── Data for processing ──

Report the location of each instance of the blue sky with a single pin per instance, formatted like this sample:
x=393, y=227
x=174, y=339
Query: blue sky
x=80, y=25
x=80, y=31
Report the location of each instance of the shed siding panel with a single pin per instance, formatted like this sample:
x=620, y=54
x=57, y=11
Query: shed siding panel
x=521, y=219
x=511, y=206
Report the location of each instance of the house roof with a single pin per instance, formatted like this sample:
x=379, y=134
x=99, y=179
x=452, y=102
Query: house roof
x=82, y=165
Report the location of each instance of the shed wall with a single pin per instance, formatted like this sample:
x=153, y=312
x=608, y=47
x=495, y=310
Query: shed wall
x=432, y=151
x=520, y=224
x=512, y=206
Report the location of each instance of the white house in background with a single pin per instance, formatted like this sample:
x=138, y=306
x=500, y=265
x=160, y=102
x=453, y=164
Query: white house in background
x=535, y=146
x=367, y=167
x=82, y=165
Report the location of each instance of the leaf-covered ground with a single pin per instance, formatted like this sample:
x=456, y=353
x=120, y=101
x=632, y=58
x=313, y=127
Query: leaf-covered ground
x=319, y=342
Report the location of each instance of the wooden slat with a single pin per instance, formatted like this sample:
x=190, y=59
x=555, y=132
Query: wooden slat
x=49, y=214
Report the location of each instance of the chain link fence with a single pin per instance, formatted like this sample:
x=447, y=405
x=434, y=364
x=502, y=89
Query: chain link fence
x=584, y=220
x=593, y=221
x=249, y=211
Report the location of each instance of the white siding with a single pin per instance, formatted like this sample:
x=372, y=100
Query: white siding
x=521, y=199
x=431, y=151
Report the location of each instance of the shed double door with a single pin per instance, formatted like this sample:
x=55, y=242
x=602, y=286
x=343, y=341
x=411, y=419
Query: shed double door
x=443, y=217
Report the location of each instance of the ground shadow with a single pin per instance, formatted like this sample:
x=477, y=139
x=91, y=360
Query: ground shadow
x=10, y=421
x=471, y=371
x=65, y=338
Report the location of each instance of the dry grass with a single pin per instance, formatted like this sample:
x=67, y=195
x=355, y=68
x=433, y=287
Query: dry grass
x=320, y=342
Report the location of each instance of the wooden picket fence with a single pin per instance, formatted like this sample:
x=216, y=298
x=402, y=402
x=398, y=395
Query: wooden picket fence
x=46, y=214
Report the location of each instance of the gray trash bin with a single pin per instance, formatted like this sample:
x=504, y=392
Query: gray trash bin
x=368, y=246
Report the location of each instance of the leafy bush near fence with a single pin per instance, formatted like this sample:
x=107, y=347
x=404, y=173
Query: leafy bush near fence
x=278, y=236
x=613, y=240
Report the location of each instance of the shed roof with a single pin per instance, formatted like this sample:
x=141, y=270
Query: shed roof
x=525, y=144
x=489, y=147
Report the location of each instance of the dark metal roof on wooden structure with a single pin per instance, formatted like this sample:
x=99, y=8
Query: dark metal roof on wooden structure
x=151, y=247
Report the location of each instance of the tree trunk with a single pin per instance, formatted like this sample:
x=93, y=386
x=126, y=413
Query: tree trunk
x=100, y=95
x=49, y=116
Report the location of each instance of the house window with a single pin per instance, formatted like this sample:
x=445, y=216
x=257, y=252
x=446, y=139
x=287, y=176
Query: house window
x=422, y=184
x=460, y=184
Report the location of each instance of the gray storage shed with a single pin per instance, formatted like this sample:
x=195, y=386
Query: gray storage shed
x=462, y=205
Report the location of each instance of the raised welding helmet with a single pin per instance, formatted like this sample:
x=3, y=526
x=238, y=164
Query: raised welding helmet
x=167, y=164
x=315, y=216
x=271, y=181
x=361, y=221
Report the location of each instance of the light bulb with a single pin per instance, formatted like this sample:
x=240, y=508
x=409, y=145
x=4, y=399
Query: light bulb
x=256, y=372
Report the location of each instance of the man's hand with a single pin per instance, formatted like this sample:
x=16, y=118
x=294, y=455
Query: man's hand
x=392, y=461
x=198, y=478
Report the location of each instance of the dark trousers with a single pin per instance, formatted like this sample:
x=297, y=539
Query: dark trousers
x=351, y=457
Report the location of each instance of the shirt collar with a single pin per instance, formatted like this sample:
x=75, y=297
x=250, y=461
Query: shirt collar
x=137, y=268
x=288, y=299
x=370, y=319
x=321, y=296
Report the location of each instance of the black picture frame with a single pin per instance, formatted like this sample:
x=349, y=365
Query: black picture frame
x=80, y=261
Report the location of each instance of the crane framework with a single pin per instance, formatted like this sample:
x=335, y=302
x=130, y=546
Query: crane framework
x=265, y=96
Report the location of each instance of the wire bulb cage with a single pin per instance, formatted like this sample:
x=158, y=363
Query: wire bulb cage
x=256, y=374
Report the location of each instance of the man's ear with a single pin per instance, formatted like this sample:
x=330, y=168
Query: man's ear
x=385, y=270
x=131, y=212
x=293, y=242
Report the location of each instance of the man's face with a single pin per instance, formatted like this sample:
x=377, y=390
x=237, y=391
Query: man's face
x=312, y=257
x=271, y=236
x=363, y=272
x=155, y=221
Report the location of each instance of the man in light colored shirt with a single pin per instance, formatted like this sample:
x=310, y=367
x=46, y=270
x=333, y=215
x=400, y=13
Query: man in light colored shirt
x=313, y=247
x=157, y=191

───

Lay out every line of the records above as a numbered list, leaving out any blank lines.

1. Report the location of each instance of the blue sky with a single pin per instance, formatted like this sample:
2. x=393, y=227
3. x=174, y=339
4. Query: blue sky
5. x=80, y=25
6. x=80, y=31
7. Report the location of each instance of the shed siding panel with a single pin per instance, formatted like this sample:
8. x=620, y=54
9. x=57, y=11
10. Query: shed siding panel
11. x=521, y=219
12. x=511, y=206
13. Report the location of each instance of the house roof with a single pin per instance, formatted like this sample:
14. x=379, y=134
15. x=99, y=179
16. x=452, y=102
17. Query: house roof
18. x=82, y=165
19. Report the location of each instance of the shed wall with a single pin per instance, formatted like this sample:
20. x=153, y=312
21. x=608, y=47
22. x=495, y=310
23. Query: shed wall
24. x=432, y=151
25. x=520, y=224
26. x=512, y=206
27. Report the location of each instance of the white house in background with a single pin per instance, formatted like this sample:
28. x=138, y=306
29. x=500, y=265
30. x=160, y=102
31. x=453, y=164
32. Query: white house in background
33. x=535, y=146
34. x=367, y=167
35. x=82, y=165
36. Report the location of each instance of the leaf-covered ground with a single pin per instance, formatted like this sample:
37. x=456, y=353
38. x=120, y=101
39. x=632, y=58
40. x=313, y=127
41. Query: leaf-covered ground
42. x=319, y=342
43. Report the location of each instance of the wooden slat with a single pin per instance, formatted like this sample:
44. x=190, y=59
45. x=555, y=132
46. Query: wooden slat
47. x=49, y=214
48. Report the location of each instance of the chain link fence with a single pin per instance, formatted like this sample:
49. x=447, y=405
50. x=434, y=364
51. x=502, y=89
52. Query: chain link fence
53. x=584, y=220
54. x=593, y=221
55. x=249, y=211
56. Report the location of each instance of the white siding with a single pin per instance, formatted like this sample:
57. x=372, y=100
58. Query: white siding
59. x=521, y=199
60. x=431, y=151
61. Report the location of each instance of the shed double door with a single pin per instance, formatted like this sample:
62. x=55, y=242
63. x=602, y=286
64. x=343, y=341
65. x=411, y=419
66. Query: shed double door
67. x=443, y=217
68. Report the location of each instance of the ground shadow with a single pin per instance, formatted like this sample:
69. x=477, y=139
70. x=91, y=360
71. Query: ground shadow
72. x=10, y=421
73. x=471, y=371
74. x=65, y=338
75. Report the location of each instance of the dry grass with a single pin per instance, formatted like this sample:
76. x=67, y=195
77. x=355, y=68
78. x=433, y=287
79. Query: dry grass
80. x=320, y=342
81. Report the location of each instance of the wooden picket fence with a single pin per instance, formatted like this sample:
82. x=216, y=298
83. x=402, y=402
84. x=398, y=395
85. Query: wooden picket fence
86. x=46, y=214
87. Report the location of each instance of the gray trash bin with a single pin per instance, formatted like this sample:
88. x=504, y=392
89. Query: gray trash bin
90. x=368, y=246
91. Report the location of each instance of the leafy bush near fence with a single pin per instance, formatted like this sample:
92. x=107, y=347
93. x=404, y=173
94. Query: leafy bush near fence
95. x=278, y=236
96. x=613, y=240
97. Report the location of each instance of the shed roof with a single pin per instance, formatted like this sample:
98. x=141, y=270
99. Query: shed roof
100. x=525, y=144
101. x=489, y=147
102. Report the location of each instance of the dark metal roof on wooden structure with a single pin per instance, formatted like this sample:
103. x=99, y=8
104. Query: dark metal roof on wooden structure
105. x=151, y=247
106. Report the location of each instance of the tree trunk with a single pin per instance, formatted like this sample:
107. x=93, y=386
108. x=126, y=413
109. Query: tree trunk
110. x=100, y=95
111. x=49, y=116
112. Report the location of each instance of the house window with a single pin per instance, formatted like this sample:
113. x=445, y=216
114. x=257, y=252
115. x=446, y=139
116. x=287, y=176
117. Query: house window
118. x=422, y=184
119. x=460, y=184
120. Report the location of each instance of the gray storage shed with a single pin per instance, formatted like this sample:
121. x=195, y=386
122. Query: gray storage shed
123. x=462, y=205
124. Report the location of each instance of the raised welding helmet with a single pin per instance, formatted like this sample:
125. x=3, y=526
126. x=238, y=164
127. Query: raised welding helmet
128. x=167, y=164
129. x=315, y=216
130. x=271, y=181
131. x=361, y=221
132. Report the location of each instance of the light bulb with a single pin per instance, formatted like this sample:
133. x=240, y=508
134. x=409, y=145
135. x=4, y=399
136. Query: light bulb
137. x=256, y=372
138. Report the location of each instance of the man's hand with a single pin per instance, formatted like this sample:
139. x=16, y=118
140. x=294, y=455
141. Query: man's hand
142. x=392, y=461
143. x=198, y=478
144. Report the location of each instance of the dark trousers with a single pin per instance, formatted like this sample:
145. x=297, y=539
146. Query: dark trousers
147. x=351, y=457
148. Report the location of each instance of the shirt collar with a single pin per instance, formatted like this sample:
149. x=75, y=297
150. x=250, y=461
151. Query: shirt collar
152. x=137, y=268
153. x=288, y=299
154. x=370, y=319
155. x=321, y=296
156. Report the location of each instance of the black picture frame with a single pin per instance, formatted like this sample:
157. x=349, y=365
158. Query: black picture frame
159. x=80, y=261
160. Report the location of each instance of the crane framework with a single pin per instance, formatted like this sample:
161. x=335, y=302
162. x=130, y=546
163. Query: crane framework
164. x=265, y=96
165. Report the location of each instance of the wire bulb cage with a single pin per instance, formatted like this sample:
166. x=158, y=363
167. Query: wire bulb cage
168. x=256, y=374
169. Report the location of each instance of the man's ear with a single pin per instance, formatted like this sample:
170. x=330, y=168
171. Query: man's ear
172. x=385, y=270
173. x=131, y=212
174. x=293, y=242
175. Report the location of each instance of the man's face with a single pin per instance, formatted like this sample:
176. x=377, y=390
177. x=237, y=391
178. Query: man's face
179. x=312, y=257
180. x=271, y=236
181. x=363, y=272
182. x=155, y=221
183. Report the location of each instance of the man in light colored shirt with a single pin per instance, formatted like this sample:
184. x=310, y=367
185. x=46, y=270
186. x=333, y=215
187. x=400, y=13
188. Query: man in light colored shirt
189. x=313, y=247
190. x=157, y=191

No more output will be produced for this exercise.